**THE PROBLEM:**
Put the records into a Markdown table with two columns, No. and Line: give each non-blank line its own row and number the rows in order.
########################################
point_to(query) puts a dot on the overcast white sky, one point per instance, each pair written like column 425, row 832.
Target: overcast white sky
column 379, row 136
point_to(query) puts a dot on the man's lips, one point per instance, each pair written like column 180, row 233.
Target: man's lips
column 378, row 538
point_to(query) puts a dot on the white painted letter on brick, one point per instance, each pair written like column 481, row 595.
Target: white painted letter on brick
########################################
**WRITTEN SOLUTION:**
| No. | Line |
|---|---|
| 1 | point_to(query) puts a dot on the overcast white sky, one point per instance, each pair written like column 425, row 832. |
| 2 | Target: overcast white sky |
| 3 | column 379, row 136 |
| 4 | point_to(query) puts a dot on the man's lips, one point per instance, each pair written like column 180, row 233. |
| 5 | Target: man's lips |
| 6 | column 378, row 538 |
| 7 | point_to(query) puts a dot on the white painted letter on brick, one point per instance, each pair written like column 481, row 595. |
| 8 | Target: white painted letter on brick |